Write every line of the entries below as a JSON list of strings, one string per line, omitting blank lines.

EXCERPTED RECORDS ::
+ + +

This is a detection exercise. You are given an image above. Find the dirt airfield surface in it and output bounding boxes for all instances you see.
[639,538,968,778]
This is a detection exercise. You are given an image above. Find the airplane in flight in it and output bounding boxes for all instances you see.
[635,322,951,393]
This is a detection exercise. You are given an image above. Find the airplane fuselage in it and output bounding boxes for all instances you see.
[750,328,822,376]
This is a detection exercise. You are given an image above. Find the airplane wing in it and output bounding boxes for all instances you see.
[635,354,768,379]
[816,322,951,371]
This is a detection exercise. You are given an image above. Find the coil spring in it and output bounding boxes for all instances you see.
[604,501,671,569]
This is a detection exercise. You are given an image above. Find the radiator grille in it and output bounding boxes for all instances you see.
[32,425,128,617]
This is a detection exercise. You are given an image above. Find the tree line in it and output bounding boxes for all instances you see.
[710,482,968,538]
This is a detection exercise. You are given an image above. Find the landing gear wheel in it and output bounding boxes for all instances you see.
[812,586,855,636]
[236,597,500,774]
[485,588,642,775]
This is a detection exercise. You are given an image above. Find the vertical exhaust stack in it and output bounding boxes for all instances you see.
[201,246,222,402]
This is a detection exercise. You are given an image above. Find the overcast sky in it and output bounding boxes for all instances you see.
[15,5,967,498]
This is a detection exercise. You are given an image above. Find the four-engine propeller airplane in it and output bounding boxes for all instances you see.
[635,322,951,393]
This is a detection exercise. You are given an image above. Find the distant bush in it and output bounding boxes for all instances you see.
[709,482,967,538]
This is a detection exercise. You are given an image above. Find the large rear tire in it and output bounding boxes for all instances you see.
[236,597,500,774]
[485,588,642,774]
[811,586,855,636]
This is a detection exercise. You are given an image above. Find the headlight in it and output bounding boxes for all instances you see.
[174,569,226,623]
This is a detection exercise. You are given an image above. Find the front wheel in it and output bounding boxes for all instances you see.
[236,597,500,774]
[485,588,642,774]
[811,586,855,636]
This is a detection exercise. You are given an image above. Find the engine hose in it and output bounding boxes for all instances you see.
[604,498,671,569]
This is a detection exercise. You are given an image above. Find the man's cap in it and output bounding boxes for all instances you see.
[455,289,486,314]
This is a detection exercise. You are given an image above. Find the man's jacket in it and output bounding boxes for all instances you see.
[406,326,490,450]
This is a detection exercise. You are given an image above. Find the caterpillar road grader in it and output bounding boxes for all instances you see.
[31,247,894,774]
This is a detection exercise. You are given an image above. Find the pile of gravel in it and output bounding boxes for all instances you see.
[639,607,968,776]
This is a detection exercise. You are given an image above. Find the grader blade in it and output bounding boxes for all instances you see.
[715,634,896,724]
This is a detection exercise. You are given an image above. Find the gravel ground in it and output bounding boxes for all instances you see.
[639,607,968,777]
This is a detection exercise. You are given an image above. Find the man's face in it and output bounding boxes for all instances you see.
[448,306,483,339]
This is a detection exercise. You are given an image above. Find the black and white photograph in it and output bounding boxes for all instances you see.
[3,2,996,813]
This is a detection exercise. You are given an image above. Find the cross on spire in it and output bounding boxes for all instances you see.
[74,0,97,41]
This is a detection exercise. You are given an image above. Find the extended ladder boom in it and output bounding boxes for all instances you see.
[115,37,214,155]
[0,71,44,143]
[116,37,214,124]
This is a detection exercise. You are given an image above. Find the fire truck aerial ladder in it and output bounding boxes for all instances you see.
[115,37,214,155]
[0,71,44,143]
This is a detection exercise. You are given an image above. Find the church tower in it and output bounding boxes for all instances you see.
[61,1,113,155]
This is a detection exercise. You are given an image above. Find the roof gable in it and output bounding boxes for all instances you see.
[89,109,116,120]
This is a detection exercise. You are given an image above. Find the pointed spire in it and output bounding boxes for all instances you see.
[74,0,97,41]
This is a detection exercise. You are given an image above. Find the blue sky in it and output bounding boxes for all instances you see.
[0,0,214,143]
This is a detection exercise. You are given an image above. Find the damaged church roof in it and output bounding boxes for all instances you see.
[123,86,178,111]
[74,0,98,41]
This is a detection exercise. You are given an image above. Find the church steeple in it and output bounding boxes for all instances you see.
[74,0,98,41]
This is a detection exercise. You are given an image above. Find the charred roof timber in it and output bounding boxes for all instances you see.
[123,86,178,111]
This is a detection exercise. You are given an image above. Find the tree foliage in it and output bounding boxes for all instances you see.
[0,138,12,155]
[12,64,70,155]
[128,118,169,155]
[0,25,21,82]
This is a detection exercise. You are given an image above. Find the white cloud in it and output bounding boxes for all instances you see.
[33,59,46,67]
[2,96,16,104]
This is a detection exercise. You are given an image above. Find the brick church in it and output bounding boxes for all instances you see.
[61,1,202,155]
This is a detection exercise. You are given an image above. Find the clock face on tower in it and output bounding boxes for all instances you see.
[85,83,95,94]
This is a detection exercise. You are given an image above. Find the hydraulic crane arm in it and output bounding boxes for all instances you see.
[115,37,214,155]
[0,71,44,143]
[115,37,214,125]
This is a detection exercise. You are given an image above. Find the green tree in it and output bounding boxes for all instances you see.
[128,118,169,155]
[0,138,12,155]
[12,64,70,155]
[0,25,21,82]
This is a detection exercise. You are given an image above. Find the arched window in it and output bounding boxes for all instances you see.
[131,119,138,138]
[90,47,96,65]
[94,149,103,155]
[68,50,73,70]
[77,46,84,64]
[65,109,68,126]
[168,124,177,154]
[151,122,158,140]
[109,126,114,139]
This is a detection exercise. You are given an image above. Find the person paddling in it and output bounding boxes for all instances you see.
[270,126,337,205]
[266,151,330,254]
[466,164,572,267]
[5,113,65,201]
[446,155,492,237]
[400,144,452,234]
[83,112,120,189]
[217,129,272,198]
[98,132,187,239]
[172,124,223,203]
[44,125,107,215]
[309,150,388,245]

+ + +

REPLY ::
[
  "This is a detection exercise. You are given an image above. Find the dirt airfield surface in it and output bounding boxes for all instances you see.",
  "[639,538,968,778]",
  "This is a detection exercise. You are given an image above. Find the airplane in flight in it and output bounding boxes for all instances you see.",
  "[635,322,951,393]",
  "This is a detection exercise. You are given an image above. Find the airplane fuselage in it and output bounding boxes for all instances you see.",
  "[750,328,822,376]",
  "This is a detection exercise. You are given an image above. Find the airplane wing in it and output bounding boxes for all instances you see.",
  "[635,354,768,379]",
  "[816,322,951,371]",
  "This is a detection exercise. You are given an image above. Find the coil spring in it and output bounding boxes for all instances you see.",
  "[604,501,671,569]",
  "This is a detection exercise. You are given an image above. Find the radiator grille in it and output bounding boxes for all instances you see.",
  "[32,425,128,617]",
  "This is a detection exercise. You are given an image above. Find the tree line in it and output bounding boxes for all instances you see.",
  "[710,482,968,538]",
  "This is a detection exercise. You are given an image above. Find the landing gear wheel in it and output bounding boxes for all instances you see.",
  "[812,586,855,636]",
  "[236,597,500,774]",
  "[485,588,642,775]",
  "This is a detection exercise. You are given an image above. Find the vertical exhaust stack in it and output bounding boxes for all instances you see.",
  "[201,246,222,402]",
  "This is a detection exercise. You are given an image above. Find the overcast sky in it and output bounding boxes for all instances you see.",
  "[15,5,967,498]",
  "This is a detection exercise. You are given an image above. Find the four-engine propeller airplane in it and output bounding boxes for all instances you see.",
  "[635,322,951,393]",
  "This is a detection exercise. You are given an image above. Find the distant bush in it and output bounding boxes for all instances you see.",
  "[709,482,967,538]",
  "This is a detection exercise. You are given an image above. Find the large rear tire in it and output bounding boxes for all instances you see.",
  "[236,597,500,774]",
  "[485,588,642,774]",
  "[811,586,855,636]",
  "This is a detection exercise. You are given an image above. Find the headlight in it and output bounding boxes for all instances you see.",
  "[174,569,226,623]",
  "This is a detection exercise. You are given an image above. Find the front wheel in it and output bounding boxes for all instances you see.",
  "[236,597,500,774]",
  "[485,588,642,774]",
  "[811,586,855,636]",
  "This is a detection exercise. You are given an image above. Find the engine hose in it and output bounding boxes for all instances you see.",
  "[604,498,671,569]",
  "This is a detection exercise. You are given an image above. Find the man's cap in it and output bounding boxes for all instances you see.",
  "[455,289,486,314]",
  "This is a detection exercise. You are given an image above. Find the man's jacket in it and output bounding boxes for all instances you see.",
  "[406,326,490,450]",
  "This is a detection exercise. You are given an image above. Find the caterpillar road grader in it and output bounding boxes for all instances you see.",
  "[31,247,894,774]",
  "This is a detection exercise. You are given an image above. Find the pile of gravel in it and output bounding boxes for all instances you see.",
  "[639,607,968,776]",
  "This is a detection exercise. You are given an image above. Find the grader blade in it and output bounding boxes for all instances you see.",
  "[715,634,896,724]",
  "This is a detection exercise. You are given an image above. Find the gravel ground in it and output bounding boxes for all instances you see.",
  "[639,607,968,777]",
  "This is a detection exercise. You are given an image above. Find the man's face in it and output bounding boxes for all instances you see.",
  "[448,306,483,339]",
  "This is a detection exercise. You are given an image above. Find the black and white photograph in it and output bounding boxes for all instances you see.",
  "[3,2,996,813]",
  "This is a detection exercise. You are given an image above. Find the cross on spire in it and output bounding boxes for all instances you see.",
  "[74,0,97,41]",
  "This is a detection exercise. You are given an image above. Find the extended ladder boom in it and output bounding boxes for all instances you see.",
  "[115,37,214,155]",
  "[0,71,44,143]",
  "[116,37,214,124]",
  "This is a detection exercise. You are given an image above. Find the fire truck aerial ladder in it and output bounding boxes for all instances you see.",
  "[115,37,214,155]",
  "[0,71,44,143]",
  "This is a detection exercise. You are given an image above. Find the church tower in it and output bounding boxes for all instances you see.",
  "[61,1,113,155]",
  "This is a detection exercise. You are given an image above. Find the roof gable in it and output bounding boxes for all instances you see.",
  "[89,109,116,120]",
  "This is a detection exercise. You are given an image above. Find the pointed spire in it and output bounding boxes for all instances you see.",
  "[74,0,97,41]",
  "This is a detection exercise. You are given an image above. Find the blue sky in it and output bounding boxes for all instances you see.",
  "[0,0,214,143]",
  "This is a detection exercise. You are given an image above. Find the damaged church roof in it and output bounding boxes for all instances you see.",
  "[123,86,178,111]",
  "[74,0,98,41]",
  "This is a detection exercise. You are given an image above. Find the church steeple in it and output bounding boxes for all instances you see.",
  "[74,0,98,41]",
  "This is a detection exercise. You are given an image above. Find the charred roof timber in it and output bounding boxes for all instances you see.",
  "[123,86,178,111]",
  "This is a detection exercise. You are given an image above. Find the tree foliage in it and output bounding boxes for all instances you see.",
  "[0,138,12,155]",
  "[12,64,70,155]",
  "[128,118,169,155]",
  "[0,25,21,82]",
  "This is a detection exercise. You are given an image above. Find the white cloud in it and output bounding boxes for all instances you see.",
  "[33,59,46,67]",
  "[2,96,16,104]",
  "This is a detection exercise. You are given an image above. Find the brick church in it and output bounding boxes for all instances you see.",
  "[61,1,202,155]",
  "This is a detection exercise. You are given an image above. Find the clock face on tower in it and output bounding boxes for all instances you see.",
  "[85,83,95,94]",
  "This is a detection exercise. You are given an image above. Find the hydraulic crane arm in it and output bounding boxes for all instances you see.",
  "[115,37,214,155]",
  "[0,71,44,143]",
  "[115,37,214,125]",
  "This is a detection exercise. You are given an image above. Find the green tree in it and output bounding boxes for all instances you see.",
  "[128,118,169,155]",
  "[0,138,12,155]",
  "[12,64,70,155]",
  "[0,25,21,82]",
  "This is a detection exercise. You are given an image above. Find the arched window in it and output bounding boxes for all instances you see.",
  "[131,119,138,138]",
  "[90,47,96,65]",
  "[94,149,103,155]",
  "[68,50,73,70]",
  "[77,46,84,64]",
  "[65,109,68,126]",
  "[168,124,177,154]",
  "[151,122,158,140]",
  "[109,126,114,139]",
  "This is a detection exercise. You are given an image above. Find the person paddling in it and output bounding boxes for all instances you see.",
  "[270,126,337,205]",
  "[266,151,330,254]",
  "[466,164,572,267]",
  "[5,113,65,201]",
  "[446,155,492,237]",
  "[400,144,452,234]",
  "[83,112,120,189]",
  "[217,129,272,198]",
  "[98,132,187,239]",
  "[172,124,223,203]",
  "[44,125,107,215]",
  "[309,150,388,245]"
]